Update the material below, starting at the line containing "the concrete bridge" and ending at the line containing "[[158, 85]]": replace "evaluation set" with "test set" and leave everything else unchanged. Return only those lines.

* **Information given**:
--- --- ---
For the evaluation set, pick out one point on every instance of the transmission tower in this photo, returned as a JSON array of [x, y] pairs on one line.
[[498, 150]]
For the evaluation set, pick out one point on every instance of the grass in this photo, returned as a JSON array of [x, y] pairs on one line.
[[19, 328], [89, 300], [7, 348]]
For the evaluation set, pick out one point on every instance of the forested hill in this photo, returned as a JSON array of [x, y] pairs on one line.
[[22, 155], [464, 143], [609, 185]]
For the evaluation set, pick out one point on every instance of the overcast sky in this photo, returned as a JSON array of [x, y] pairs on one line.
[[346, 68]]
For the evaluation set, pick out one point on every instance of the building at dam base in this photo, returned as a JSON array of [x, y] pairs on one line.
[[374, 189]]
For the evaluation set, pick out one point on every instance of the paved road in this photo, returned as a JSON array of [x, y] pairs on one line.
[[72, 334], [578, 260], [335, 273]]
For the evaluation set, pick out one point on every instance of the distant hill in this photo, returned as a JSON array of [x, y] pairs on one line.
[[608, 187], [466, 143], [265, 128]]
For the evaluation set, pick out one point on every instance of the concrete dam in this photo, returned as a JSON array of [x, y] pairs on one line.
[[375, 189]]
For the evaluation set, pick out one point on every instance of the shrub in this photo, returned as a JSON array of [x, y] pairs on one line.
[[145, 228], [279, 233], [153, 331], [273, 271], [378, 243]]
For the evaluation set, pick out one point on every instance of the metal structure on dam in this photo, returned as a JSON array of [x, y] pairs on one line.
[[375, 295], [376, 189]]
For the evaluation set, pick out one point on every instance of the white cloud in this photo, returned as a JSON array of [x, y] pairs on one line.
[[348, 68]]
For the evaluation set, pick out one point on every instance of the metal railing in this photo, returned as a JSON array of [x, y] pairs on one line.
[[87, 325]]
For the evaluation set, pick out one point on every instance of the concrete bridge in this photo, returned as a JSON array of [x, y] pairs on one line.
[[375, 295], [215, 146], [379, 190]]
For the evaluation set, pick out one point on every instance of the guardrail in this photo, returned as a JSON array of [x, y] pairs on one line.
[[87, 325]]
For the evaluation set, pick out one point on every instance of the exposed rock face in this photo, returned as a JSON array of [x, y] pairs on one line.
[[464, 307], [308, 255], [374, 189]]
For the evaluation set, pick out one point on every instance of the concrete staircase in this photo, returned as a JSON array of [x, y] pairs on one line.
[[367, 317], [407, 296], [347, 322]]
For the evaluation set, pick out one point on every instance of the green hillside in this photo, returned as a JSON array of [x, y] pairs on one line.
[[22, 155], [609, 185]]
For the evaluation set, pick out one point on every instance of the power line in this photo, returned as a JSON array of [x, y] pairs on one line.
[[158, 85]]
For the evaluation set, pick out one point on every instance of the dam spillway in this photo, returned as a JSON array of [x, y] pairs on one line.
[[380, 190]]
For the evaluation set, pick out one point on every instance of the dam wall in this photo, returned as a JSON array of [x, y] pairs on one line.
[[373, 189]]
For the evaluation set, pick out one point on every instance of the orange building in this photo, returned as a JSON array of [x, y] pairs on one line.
--- --- ---
* **Answer to the exercise**:
For the test set, pick out one point on every instance of the concrete bridge in this photo, returned as a JSON array of [x, y] pairs on one line.
[[375, 295], [215, 146], [379, 190]]
For the test set, pick out one point on every instance of the guardrail in this photo, returned as a JSON array of [x, y] pairs on one line.
[[87, 325]]
For the test set, pick out one point on every instance of the exposed rock face in this photo, returned as a JSON array of [x, y] pairs on one line.
[[464, 307], [308, 255], [374, 189]]
For the test set, pick out one point on every instance of the concrete staircase in this photo, returned as a JSON array of [x, y] pairs on one line.
[[367, 317], [407, 296], [347, 322]]
For the test set, pick out one point on every instance of the green hillside in this photo, returned as a JSON array of [x, y] pairs on one line.
[[22, 155], [609, 185]]
For the test set, pick out one point on every instance of the power line in this photo, returned as a JSON array of [x, y] pairs on one line.
[[158, 85]]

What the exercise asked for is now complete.